Referring expression data:

-*-*-

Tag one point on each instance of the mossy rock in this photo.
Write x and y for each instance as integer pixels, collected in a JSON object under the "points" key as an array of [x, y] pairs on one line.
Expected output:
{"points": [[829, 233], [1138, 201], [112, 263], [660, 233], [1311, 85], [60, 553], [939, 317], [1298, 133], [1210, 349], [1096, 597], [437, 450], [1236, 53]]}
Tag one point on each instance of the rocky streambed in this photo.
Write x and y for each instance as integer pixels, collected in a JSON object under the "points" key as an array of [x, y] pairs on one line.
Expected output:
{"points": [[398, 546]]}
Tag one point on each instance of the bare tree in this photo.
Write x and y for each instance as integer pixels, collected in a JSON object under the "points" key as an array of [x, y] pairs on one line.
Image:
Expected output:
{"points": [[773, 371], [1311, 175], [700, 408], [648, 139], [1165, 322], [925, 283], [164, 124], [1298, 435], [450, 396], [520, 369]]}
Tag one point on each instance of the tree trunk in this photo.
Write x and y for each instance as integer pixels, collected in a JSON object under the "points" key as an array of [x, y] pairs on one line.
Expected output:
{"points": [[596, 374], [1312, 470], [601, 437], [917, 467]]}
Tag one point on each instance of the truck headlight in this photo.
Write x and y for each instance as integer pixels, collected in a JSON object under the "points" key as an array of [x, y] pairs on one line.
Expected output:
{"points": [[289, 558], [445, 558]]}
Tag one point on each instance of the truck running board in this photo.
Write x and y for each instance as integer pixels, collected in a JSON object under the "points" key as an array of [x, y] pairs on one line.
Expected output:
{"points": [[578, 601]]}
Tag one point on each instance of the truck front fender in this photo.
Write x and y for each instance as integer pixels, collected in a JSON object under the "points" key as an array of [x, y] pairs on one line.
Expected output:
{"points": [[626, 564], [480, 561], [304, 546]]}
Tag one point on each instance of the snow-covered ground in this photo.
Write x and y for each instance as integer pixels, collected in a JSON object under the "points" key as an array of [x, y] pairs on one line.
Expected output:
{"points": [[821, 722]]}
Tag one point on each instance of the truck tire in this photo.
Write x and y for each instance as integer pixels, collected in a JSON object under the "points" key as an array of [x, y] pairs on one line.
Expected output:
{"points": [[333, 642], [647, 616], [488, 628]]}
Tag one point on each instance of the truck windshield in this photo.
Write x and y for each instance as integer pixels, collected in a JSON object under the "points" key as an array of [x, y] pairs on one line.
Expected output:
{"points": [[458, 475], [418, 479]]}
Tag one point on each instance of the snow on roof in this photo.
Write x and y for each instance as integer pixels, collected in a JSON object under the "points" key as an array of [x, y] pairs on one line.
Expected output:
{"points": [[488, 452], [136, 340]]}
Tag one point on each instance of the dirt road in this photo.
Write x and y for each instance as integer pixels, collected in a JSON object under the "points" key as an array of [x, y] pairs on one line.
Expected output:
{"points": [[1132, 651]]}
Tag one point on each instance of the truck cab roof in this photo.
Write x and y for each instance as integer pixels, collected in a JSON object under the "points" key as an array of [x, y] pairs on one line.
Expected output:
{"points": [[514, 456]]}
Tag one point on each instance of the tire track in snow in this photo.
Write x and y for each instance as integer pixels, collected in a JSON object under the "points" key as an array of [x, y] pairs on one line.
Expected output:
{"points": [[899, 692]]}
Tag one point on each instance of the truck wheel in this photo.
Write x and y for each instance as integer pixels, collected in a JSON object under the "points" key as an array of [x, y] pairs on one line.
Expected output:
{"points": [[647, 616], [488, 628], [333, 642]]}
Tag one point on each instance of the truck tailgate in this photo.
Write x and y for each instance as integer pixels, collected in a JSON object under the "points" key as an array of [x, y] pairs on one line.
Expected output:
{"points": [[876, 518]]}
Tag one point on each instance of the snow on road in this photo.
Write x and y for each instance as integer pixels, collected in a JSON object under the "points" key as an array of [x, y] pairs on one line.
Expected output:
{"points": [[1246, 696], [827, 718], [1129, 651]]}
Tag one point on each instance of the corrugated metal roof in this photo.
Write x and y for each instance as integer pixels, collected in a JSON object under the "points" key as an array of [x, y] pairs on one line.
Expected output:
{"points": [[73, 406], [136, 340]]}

-*-*-

[Task to carry out]:
For this exercise, all the data must be repeated exactly.

[The answer]:
Tag one point on each instance of the mossy rock in this photo.
Write x and y for each instance as integer pixels, collected in a JSON object under the "points" key as an array of [x, y] pairs on one line.
Expected output:
{"points": [[829, 233], [1138, 201], [112, 263], [660, 233], [1311, 85], [60, 553], [939, 317], [1298, 133], [1210, 349], [1096, 597], [437, 450], [1236, 53]]}
Tag one point on each instance of the rocky streambed in this photo.
Write x and y for each instance as integer pixels, collected in a JSON object under the "points" key as an array of [x, y] pairs on one line.
Expected output:
{"points": [[398, 546]]}
Tag one point on each instance of the bare tree in this photo.
Write x and y for each instance as integer pixels, collected in a JSON object under the "points" key as an array of [x, y] pairs on one line.
Image:
Expected output:
{"points": [[773, 371], [1311, 175], [700, 408], [648, 139], [1165, 322], [925, 283], [164, 124], [1298, 435], [450, 396], [520, 369]]}
Tag one point on each instance of the tree trunk in this photo.
Write x and y for each instance as integer pixels, collected in a JSON object under the "points" key as an array of [x, y] pairs on one line.
Expected output:
{"points": [[596, 374], [1312, 470], [601, 437], [917, 467]]}
Tag one point on each instance of the truck headlight in this photo.
Write x and y for each instance as integer pixels, collected in a JSON object under the "points" key as an array of [x, y] pairs on one line.
Expected output:
{"points": [[289, 558], [445, 558]]}
Tag one point on each instance of the truck running board in this photo.
Write x and y for each instance as integer pixels, collected in a JSON object under the "points" key as an array of [x, y] pairs on one line.
Expected output:
{"points": [[578, 601]]}
Tag one point on each instance of the truck front fender in this photo.
Write x and y for each instance as integer pixels, collected in a JSON object under the "points" key as an array of [x, y] pairs on one line.
Expected output:
{"points": [[626, 564], [480, 561], [304, 546]]}
Tag one point on each instance of the snow-covered ground in this photo.
Write x and y for each instance as integer pixels, collected in a JSON object under the "points" key as an array of [x, y] pairs on one line.
Expected output:
{"points": [[821, 722]]}
Tag one point on each instance of the truck tire in this photo.
Write x and y for each instance as integer pixels, collected in a JSON object under the "points" key as an array of [x, y] pairs on one line.
Expected output:
{"points": [[333, 642], [647, 616], [488, 628]]}
Tag one point on each instance of the truck windshield in this photo.
Write x and y for each instance as integer pixels, collected in a JSON object under the "points" key as an array of [x, y] pairs on one line.
Expected output:
{"points": [[458, 475], [418, 479]]}
Tag one point on each instance of the snow on roof in this photo.
Write x and y for each instance as integer pixels, collected in a JSON object under the "points" key as an array of [x, y] pairs on one line.
Expected output:
{"points": [[488, 452], [136, 340]]}
Tag one point on each instance of the dirt road in this photo.
Write x and y for each instance as integer pixels, collected in a JSON object under the "points" key as an array of [x, y] pairs on one line.
Expected output:
{"points": [[1132, 651]]}
Tag one point on each instance of the truck cab roof in this photo.
Write x and y for each instance as integer pixels, collected in a JSON object under the "points" key as an array of [x, y] pairs on one line.
Expected output:
{"points": [[514, 456]]}
Tag one point on each instance of the tire track in snow in this photo.
Write x and y for each instance as integer pixels, collected in a JSON object under the "points" key as an array of [x, y] pairs on one line.
Expected output:
{"points": [[899, 692]]}
Tag one point on each instance of the truck wheel in this photo.
Write x and y for each instance as integer pixels, collected in a JSON object under the "points" key as an array of [x, y] pairs on one line.
Expected output:
{"points": [[647, 616], [488, 628], [333, 642]]}
Tag one point on each instance of the truck tailgate in this photo.
Write x and y for each instance as integer pixels, collected in a JSON object under the "points" key as an array of [x, y] pairs on one line.
Expected output:
{"points": [[876, 518]]}
Tag one point on each instance of the snow on road in this photo.
Write x and y for each instance as integer pixels, collected in a JSON object under the "points" key as an array of [x, y] pairs on one line.
Expected output:
{"points": [[1246, 696], [827, 718], [1129, 651]]}
Tag one point on each instance of the corrugated metal roof in this photo.
Write x and y for each instance as integer pixels, collected in a JSON object under the "points" key as an array of [x, y] pairs on one line.
Expected output:
{"points": [[73, 406], [136, 340]]}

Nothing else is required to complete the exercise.